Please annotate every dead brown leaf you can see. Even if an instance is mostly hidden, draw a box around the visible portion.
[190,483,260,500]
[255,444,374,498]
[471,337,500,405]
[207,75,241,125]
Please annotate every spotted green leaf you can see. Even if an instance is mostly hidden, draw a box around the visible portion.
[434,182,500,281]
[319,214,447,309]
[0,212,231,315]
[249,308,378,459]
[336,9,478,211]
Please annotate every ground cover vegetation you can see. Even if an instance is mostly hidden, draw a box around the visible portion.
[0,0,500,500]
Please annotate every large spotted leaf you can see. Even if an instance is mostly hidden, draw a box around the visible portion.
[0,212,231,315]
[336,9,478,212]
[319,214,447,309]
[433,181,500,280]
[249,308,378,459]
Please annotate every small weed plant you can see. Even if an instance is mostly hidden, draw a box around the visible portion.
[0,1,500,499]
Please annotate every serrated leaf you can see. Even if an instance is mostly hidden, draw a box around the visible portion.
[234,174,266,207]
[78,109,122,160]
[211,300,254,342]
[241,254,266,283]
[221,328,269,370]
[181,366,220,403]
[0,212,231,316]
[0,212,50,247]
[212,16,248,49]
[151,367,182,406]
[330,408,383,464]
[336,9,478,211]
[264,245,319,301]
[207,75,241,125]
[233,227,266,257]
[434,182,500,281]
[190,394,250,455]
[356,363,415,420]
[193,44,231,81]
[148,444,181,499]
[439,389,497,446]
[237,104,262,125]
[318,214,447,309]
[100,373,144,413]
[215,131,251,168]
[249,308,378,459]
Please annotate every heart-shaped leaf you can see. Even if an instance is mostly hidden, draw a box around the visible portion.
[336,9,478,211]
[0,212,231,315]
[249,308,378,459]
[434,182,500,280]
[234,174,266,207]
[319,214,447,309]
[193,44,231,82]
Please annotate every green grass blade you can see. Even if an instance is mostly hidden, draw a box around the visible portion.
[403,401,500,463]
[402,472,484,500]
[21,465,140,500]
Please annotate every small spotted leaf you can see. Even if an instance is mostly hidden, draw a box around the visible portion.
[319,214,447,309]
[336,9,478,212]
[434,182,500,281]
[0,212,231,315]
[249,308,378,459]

TASK TO COMPLETE: Rewrite the stretch of items from the line containing "Please annotate every spotted" through the line containing "[0,1,500,499]", keeping each text line unchanged and shifting every bounding-box coordinate up by 106.

REPLY:
Please annotate every spotted green leaf you can see. Even if an instance is mostly hidden, draw a box around the visible portion.
[540,288,606,387]
[425,320,553,415]
[106,318,337,421]
[355,414,484,565]
[442,115,584,317]
Please annotate every ground cover vegetation you can see. Even if an instance is mostly hidden, draw a box around the visible portion.
[106,106,606,606]
Please annotate every large spotted leaf you can see. Even if an instance is mostly hidden, draw a box around the visible portion.
[106,318,337,421]
[442,115,584,318]
[425,320,553,415]
[539,287,606,386]
[355,414,484,565]
Please annotate every small weed plant you can see. Even if an instance is mostly hidden, draw a box around the visible portion.
[106,107,606,605]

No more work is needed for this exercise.